Data items:
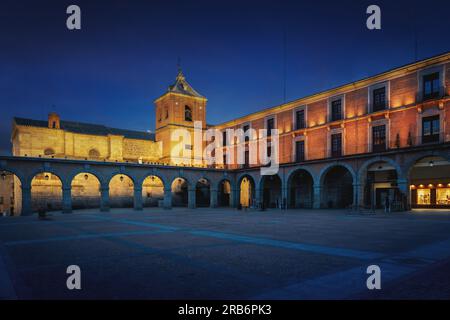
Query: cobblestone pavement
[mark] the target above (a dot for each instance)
(226, 254)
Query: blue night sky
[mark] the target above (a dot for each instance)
(231, 51)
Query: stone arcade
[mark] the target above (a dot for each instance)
(383, 137)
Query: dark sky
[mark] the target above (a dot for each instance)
(231, 51)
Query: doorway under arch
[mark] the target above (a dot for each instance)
(10, 194)
(85, 191)
(271, 191)
(121, 191)
(46, 192)
(179, 189)
(152, 191)
(301, 192)
(337, 188)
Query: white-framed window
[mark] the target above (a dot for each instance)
(299, 118)
(431, 83)
(336, 108)
(270, 123)
(430, 126)
(299, 149)
(378, 135)
(246, 127)
(336, 142)
(379, 97)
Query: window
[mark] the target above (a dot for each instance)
(187, 113)
(424, 196)
(336, 145)
(49, 152)
(379, 99)
(245, 128)
(299, 151)
(246, 159)
(270, 126)
(379, 138)
(224, 138)
(431, 86)
(93, 153)
(430, 129)
(300, 119)
(336, 110)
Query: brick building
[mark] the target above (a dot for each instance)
(383, 139)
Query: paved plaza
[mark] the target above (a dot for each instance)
(226, 254)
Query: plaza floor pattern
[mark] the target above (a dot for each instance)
(226, 254)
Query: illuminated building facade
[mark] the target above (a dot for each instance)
(381, 140)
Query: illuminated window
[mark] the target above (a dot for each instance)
(423, 196)
(187, 113)
(431, 86)
(93, 153)
(379, 99)
(443, 196)
(299, 151)
(336, 110)
(300, 119)
(49, 152)
(430, 129)
(379, 138)
(270, 126)
(336, 145)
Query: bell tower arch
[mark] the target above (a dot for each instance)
(178, 108)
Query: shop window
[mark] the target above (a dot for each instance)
(443, 196)
(424, 196)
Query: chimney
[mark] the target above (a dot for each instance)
(53, 121)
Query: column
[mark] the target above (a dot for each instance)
(67, 200)
(168, 198)
(104, 199)
(356, 196)
(403, 186)
(137, 198)
(317, 196)
(233, 198)
(191, 198)
(258, 200)
(26, 201)
(284, 194)
(213, 198)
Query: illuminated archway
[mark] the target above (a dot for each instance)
(224, 194)
(246, 191)
(10, 194)
(202, 193)
(121, 191)
(46, 192)
(337, 187)
(179, 189)
(300, 193)
(152, 191)
(271, 191)
(85, 191)
(429, 179)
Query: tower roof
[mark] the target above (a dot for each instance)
(181, 86)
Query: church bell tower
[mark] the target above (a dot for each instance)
(178, 108)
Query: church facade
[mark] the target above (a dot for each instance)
(383, 139)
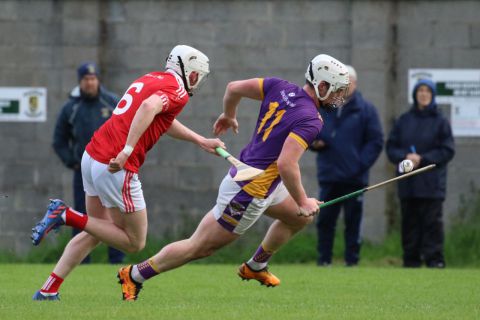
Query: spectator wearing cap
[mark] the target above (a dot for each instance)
(348, 146)
(423, 135)
(88, 107)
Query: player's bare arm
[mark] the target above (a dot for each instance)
(144, 116)
(289, 170)
(236, 90)
(180, 131)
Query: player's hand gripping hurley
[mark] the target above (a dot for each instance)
(381, 184)
(244, 171)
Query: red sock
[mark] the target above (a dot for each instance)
(52, 284)
(75, 219)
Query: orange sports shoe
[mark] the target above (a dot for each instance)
(263, 276)
(130, 288)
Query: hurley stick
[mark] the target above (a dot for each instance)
(244, 171)
(378, 185)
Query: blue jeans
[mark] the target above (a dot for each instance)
(327, 220)
(114, 255)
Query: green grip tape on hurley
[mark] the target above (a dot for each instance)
(222, 152)
(347, 196)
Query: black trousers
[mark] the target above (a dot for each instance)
(327, 220)
(422, 232)
(114, 255)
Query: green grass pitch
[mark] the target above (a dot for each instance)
(202, 291)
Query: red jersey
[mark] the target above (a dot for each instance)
(111, 137)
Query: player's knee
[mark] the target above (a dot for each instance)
(204, 251)
(136, 246)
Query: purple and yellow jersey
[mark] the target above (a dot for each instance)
(286, 111)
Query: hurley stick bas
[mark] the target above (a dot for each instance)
(244, 171)
(381, 184)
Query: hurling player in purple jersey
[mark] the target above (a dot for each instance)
(288, 122)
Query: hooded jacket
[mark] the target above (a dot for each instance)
(353, 139)
(429, 133)
(79, 118)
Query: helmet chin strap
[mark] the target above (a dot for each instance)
(184, 78)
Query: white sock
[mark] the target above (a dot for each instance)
(136, 275)
(256, 266)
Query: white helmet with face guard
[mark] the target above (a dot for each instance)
(184, 60)
(326, 68)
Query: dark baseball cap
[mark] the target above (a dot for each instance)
(86, 69)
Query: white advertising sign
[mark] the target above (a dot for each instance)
(458, 96)
(23, 104)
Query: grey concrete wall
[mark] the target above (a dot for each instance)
(42, 42)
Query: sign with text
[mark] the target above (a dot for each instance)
(23, 104)
(458, 96)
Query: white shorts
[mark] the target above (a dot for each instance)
(121, 190)
(237, 211)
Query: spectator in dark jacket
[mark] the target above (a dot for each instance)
(424, 136)
(87, 108)
(348, 145)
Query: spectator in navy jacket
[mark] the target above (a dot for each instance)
(348, 145)
(87, 108)
(424, 136)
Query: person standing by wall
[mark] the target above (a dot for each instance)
(424, 136)
(348, 145)
(87, 108)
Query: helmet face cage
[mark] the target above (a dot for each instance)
(334, 73)
(184, 60)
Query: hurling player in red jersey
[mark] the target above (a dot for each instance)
(116, 208)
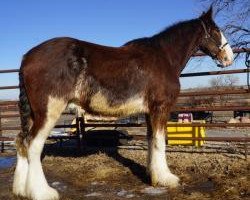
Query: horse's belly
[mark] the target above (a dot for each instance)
(99, 103)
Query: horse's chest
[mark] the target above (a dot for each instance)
(100, 103)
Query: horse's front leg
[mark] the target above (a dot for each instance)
(157, 163)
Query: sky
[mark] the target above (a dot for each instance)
(25, 24)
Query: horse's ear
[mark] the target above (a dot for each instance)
(207, 15)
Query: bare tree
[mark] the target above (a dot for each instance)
(234, 16)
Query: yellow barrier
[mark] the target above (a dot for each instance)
(184, 132)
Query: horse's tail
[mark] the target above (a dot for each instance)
(25, 116)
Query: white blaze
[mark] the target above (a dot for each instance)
(228, 50)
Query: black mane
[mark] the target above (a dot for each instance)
(169, 34)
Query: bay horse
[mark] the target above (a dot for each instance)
(141, 76)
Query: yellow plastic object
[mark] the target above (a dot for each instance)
(186, 132)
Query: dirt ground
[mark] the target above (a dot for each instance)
(114, 174)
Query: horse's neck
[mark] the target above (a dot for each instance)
(180, 50)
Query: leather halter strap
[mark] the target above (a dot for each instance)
(209, 36)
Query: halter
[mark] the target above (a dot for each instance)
(209, 36)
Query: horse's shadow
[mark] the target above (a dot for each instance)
(66, 150)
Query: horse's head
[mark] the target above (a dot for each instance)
(214, 42)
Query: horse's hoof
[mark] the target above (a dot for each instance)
(167, 180)
(44, 194)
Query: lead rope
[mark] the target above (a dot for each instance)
(247, 63)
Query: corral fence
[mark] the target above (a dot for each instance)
(80, 126)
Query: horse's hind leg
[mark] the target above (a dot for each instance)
(22, 165)
(37, 187)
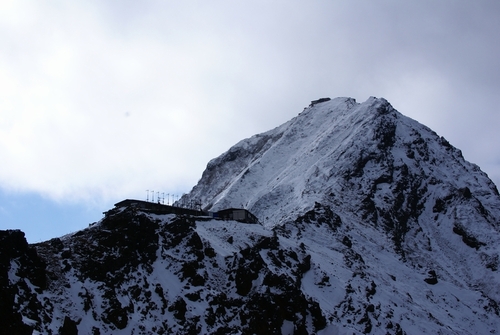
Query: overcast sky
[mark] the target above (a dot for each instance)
(103, 100)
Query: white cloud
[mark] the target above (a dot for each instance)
(103, 100)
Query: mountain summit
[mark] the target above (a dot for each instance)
(368, 222)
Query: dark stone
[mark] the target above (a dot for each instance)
(467, 238)
(432, 279)
(69, 327)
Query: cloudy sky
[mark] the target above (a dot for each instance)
(103, 100)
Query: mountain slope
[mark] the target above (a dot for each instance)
(373, 167)
(369, 223)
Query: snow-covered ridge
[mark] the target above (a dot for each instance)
(371, 223)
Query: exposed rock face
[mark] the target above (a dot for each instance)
(371, 223)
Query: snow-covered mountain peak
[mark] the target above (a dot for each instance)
(369, 223)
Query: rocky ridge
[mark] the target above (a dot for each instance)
(370, 223)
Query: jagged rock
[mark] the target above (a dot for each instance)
(349, 197)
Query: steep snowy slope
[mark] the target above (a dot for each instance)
(369, 223)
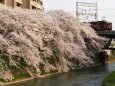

Assignment ->
The answer must be every line from the records above that contains "green".

Exercise response ->
Query: green grip tape on hurley
Query: green grass pitch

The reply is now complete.